--- Document extract ---
....................
As Kansans celebrate equality, House lawmakers vote against transgender women’s rights
TOPEKA — Kansans gathered at the Statehouse this week to celebrate equality while GOP legislators executed their latest attack on transgender people.
House Republicans who endorsed an attempt to legislate the meaning of “man” and “woman” describe their legislation as a science-based attempt to keep women safely isolated from their dominant counterparts. The ironically titled “women’s bill of rights” would establish no rights, instead banning individuals who are born without the ability to produce eggs for reproduction from using women’s restrooms, locker rooms or other gender-specific areas.
A House panel amended Senate Bill 180 to classify people with developmental differences, including those who are intersex, as disabled. They would be unwelcome in women’s spaces but entitled to their own facilities under the Americans with Disabilities Act.
“I think it’s pretty despicable that they’re willing to classify an entire group of marginalized people as disabled just to discriminate against an entirely different marginalized group,” said Taryn Jones, a lobbyist with Equality Kansas.
Jones was among those gathered Tuesday at the Statehouse to protest anti-LGBTQ legislation. Hours later, the House debated and advanced the “women’s bill of rights,” which passed the next day on a mostly party-line 83-41 vote.
House Speaker Dan Hawkins, writing in his weekly newsletter, said activists want to “redefine common words” and conflate the distinction between gender identity and biology. In doing so, the Wichita Republican conflated the distinction between gender and sex.
“Biological differences between the sexes leave females more physically vulnerable than males to specific forms of violence, including sexual violence,” Hawkins wrote. “This legislation is essential in protecting the right to privacy, dignity, and safety for females in restrooms, domestic violence shelters, rape crisis centers, prisons, locker rooms, and other areas where biology, safety, and/or privacy are involved.”
As the House debated the bill, Rep. Lindsay Vaughn, an Overland Park Democrat, said the bill “weaponizes the rhetoric of rights to erase protections for trans and nonbinary people.”
“It makes it easier for the state to discriminate against them,” Vaughn said. “Biology, endocrinology, physiology, genetics, neuroscience and reproductive science have all confirmed that sex and gender are not black and white, and that they exist on a spectrum. By ignoring this and attempting to legislate people into a box, we will be doing an irreparable harm to transgender and nonbinary Kansas who already experience horrifying discrimination and violence.”
The irony, she said, is the bill’s failure to “enumerate any actual rights.” If the House really cared about women’s rights, she said, lawmakers would pass bills that deal with equal pay, maternity leave, maternal mortality rates, and affordable child care.
“We would support a sales tax exemption for feminine hygiene products, and we wouldn’t be debating bills that require physicians to give blatant misinformation to patients about abortion, taking away SNAP benefits, or making it more difficult to access child care assistance,” Vaughn said.
Rep. Christian Haswood, a Lawrence Democrat, wondered if enforcement of the law would require genital inspections — even in the Statehouse.
“How is this going to be regulated?” Haswood said. “We might as well put Capitol security at every door of the restrooms, right”
Rep. Brenda Landwehr, a Wichita Republican, said Democrats were “redefining what is a woman.”
“You’re saying that I have no more rights,” Landwehr said. “I cannot go into a woman’s bathroom and know that a male will not walk into that bathroom. What about my rights? What about my comfort zone?”
....................
--- Tasks ---
1 – Reproduce the part of the article on the Kansas "women's bill of rights" starting with "Jones was among" and going on through "party-line 83-41 vote.".
2 – In the article on the Kansas "women's bill of rights," what does Rep. Lindsay Vaughn say makes the bill ironic? Answer in one to three sentences.
Work only from the article on the Kansas "women's bill of rights."

[Collected data]
....................
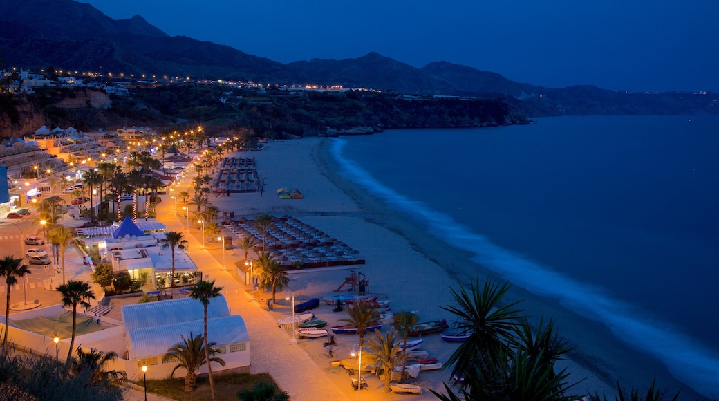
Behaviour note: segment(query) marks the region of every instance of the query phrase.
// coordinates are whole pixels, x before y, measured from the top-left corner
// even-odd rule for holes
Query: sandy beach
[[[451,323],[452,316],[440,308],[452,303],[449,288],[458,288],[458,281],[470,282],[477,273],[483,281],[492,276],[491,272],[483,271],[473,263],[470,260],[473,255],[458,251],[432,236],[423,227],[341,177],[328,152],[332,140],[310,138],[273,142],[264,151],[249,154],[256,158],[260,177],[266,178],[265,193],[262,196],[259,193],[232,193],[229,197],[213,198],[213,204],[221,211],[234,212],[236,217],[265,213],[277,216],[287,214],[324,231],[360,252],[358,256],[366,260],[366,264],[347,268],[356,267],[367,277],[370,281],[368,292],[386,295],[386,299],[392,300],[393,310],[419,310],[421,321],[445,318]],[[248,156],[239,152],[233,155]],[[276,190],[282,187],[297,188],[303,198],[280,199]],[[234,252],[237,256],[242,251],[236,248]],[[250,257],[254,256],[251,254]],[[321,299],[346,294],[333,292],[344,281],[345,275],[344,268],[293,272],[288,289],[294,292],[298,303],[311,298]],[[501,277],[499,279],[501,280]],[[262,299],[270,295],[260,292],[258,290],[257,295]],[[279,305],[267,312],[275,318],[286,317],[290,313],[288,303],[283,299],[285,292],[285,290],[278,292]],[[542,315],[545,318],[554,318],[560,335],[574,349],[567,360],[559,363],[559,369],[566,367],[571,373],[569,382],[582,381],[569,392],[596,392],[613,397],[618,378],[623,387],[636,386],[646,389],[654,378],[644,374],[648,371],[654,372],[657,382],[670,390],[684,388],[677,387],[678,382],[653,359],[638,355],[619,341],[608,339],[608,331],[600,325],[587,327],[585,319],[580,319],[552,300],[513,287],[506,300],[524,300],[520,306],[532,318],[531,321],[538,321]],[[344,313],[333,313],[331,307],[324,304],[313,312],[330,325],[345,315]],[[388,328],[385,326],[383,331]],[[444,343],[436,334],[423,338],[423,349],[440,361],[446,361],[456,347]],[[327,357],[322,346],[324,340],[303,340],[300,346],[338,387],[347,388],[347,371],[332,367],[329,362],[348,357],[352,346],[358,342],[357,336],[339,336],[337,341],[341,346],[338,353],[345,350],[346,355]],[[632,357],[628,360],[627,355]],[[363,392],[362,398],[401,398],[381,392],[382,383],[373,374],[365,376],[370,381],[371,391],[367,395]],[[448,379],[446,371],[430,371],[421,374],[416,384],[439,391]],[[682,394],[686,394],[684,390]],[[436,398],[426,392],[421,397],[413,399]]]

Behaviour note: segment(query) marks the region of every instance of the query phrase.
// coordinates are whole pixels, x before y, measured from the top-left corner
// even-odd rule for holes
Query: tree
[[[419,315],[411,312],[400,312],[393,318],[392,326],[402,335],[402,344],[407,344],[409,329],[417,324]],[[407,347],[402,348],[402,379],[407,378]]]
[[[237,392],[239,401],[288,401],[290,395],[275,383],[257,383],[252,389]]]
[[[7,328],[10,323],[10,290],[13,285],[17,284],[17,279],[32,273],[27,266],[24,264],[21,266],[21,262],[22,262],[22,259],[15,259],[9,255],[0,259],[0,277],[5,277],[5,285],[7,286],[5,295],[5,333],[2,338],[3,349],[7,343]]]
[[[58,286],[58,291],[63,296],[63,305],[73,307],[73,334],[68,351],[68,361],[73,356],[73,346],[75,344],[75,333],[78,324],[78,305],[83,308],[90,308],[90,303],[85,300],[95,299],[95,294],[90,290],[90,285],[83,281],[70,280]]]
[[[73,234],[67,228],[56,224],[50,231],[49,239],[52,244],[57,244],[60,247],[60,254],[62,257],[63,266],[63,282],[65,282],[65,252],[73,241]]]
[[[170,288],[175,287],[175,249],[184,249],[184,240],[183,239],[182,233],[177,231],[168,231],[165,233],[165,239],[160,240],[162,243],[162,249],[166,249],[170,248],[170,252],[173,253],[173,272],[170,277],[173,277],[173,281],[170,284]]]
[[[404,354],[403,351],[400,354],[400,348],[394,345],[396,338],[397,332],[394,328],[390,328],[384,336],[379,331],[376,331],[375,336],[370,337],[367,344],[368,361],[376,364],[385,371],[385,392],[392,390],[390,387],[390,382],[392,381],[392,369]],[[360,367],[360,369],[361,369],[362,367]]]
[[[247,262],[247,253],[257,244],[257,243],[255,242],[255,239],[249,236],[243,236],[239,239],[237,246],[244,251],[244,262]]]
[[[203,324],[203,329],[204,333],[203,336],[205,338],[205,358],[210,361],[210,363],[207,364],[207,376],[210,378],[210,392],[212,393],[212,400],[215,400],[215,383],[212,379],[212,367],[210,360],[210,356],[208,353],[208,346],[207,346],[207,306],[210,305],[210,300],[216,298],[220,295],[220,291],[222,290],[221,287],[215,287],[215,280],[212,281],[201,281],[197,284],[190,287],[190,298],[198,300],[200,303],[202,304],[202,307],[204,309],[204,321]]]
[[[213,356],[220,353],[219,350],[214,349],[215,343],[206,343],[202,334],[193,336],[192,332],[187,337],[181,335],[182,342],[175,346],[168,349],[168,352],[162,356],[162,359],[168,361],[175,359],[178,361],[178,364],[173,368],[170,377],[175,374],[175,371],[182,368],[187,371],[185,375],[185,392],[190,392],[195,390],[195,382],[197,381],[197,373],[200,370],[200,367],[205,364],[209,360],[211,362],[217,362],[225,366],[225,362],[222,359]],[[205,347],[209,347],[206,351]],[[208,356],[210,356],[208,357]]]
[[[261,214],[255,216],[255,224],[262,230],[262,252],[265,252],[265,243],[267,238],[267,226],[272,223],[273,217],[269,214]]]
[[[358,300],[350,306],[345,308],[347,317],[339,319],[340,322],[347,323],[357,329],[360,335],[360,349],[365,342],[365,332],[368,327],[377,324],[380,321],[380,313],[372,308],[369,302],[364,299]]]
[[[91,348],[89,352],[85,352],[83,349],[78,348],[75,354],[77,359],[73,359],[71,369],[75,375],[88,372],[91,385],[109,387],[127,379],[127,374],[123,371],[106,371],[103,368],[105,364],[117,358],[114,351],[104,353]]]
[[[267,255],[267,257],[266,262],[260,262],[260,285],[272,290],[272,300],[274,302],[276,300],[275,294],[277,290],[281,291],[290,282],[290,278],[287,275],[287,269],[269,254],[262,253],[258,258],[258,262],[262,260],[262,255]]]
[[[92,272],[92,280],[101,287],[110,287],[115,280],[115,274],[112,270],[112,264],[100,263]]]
....................
--- Your written answers ---
1 –
Jones was among those gathered Tuesday at the Statehouse to protest anti-LGBTQ legislation. Hours later, the House debated and advanced the “women’s bill of rights,” which passed the next day on a mostly party-line 83-41 vote.

2 – Vaughn says the irony is that the bill fails to "enumerate any actual rights." She adds that if the House really cared about women's rights, lawmakers would pass bills dealing with equal pay, maternity leave, maternal mortality rates, and affordable child care.